▶ _Tugas yang Dikerjakan_
Tuliskan ulang hanya baris-baris mulai dari yang memuat "Please outline the power" hingga yang memuat "[260,435,529,710]", keduanya termasuk, beserta permintaannya. Kalikan setiap koordinat kotak pembatas pada jawaban dengan 2 dan bulatkan ke bilangan bulat, dengan nilai setengah dibulatkan ke atas.

▶ _Baris Tugas Ini_
★ ★ ★
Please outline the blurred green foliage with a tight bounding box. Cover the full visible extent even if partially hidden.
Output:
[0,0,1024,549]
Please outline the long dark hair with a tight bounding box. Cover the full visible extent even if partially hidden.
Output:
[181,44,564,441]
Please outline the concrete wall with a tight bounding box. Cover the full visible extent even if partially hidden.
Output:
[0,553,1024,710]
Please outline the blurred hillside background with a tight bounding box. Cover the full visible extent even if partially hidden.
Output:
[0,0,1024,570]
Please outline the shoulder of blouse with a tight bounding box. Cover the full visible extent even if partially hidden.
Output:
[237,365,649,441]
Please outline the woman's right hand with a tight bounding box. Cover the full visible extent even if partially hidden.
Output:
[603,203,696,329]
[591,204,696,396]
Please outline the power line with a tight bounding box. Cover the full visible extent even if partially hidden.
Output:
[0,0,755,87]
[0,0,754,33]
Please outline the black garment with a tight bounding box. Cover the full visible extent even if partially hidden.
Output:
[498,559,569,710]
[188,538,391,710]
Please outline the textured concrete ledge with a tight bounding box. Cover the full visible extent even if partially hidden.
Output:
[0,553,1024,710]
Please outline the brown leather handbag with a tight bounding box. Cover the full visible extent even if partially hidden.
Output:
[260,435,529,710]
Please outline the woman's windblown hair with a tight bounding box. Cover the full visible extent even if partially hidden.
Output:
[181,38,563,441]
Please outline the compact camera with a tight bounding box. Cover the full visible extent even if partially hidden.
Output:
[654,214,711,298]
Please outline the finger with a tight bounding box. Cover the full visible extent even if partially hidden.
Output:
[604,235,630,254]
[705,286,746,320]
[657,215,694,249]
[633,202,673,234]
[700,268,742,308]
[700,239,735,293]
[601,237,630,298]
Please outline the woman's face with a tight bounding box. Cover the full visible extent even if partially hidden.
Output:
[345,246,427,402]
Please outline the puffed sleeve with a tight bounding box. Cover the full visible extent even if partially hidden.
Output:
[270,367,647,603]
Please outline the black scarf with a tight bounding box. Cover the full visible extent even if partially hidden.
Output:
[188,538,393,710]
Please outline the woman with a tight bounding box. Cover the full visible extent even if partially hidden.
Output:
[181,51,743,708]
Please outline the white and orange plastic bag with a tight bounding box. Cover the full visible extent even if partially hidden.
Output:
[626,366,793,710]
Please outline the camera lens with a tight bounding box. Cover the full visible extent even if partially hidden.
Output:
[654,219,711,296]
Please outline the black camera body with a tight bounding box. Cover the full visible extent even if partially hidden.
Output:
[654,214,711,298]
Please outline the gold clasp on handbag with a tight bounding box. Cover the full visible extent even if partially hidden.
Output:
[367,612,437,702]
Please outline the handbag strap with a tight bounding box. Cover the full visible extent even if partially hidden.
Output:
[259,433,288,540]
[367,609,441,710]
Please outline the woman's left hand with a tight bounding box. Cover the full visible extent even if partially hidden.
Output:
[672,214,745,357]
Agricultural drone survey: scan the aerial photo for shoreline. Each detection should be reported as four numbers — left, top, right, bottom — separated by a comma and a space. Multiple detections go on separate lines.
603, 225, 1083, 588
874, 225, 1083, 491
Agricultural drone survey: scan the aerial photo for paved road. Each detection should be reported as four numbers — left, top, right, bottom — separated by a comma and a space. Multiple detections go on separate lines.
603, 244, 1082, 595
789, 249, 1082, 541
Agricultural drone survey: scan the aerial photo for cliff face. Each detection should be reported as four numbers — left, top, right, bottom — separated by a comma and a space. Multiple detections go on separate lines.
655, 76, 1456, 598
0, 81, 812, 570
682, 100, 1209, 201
★ ★ ★
▶ _Jawaban Latihan_
Please outline the power line with a tight bounding box. Cover the full visible extent even if partially hidden.
Output:
[0,0,1510,174]
[0,0,1508,66]
Please outline the black garment with a tight bounding box. Cover the full visible extent even if partially hidden.
Output:
[996,1118,1138,1420]
[376,1076,782,1420]
Please outline the textured concrete ledge with a tight bounding box. Cover the full visible extent even if partially hidden.
Output:
[0,1106,2048,1420]
Please outline the brown leather handbag with a tight bounding box. Cover the full visible extent even if partially hidden.
Output:
[520,870,1058,1420]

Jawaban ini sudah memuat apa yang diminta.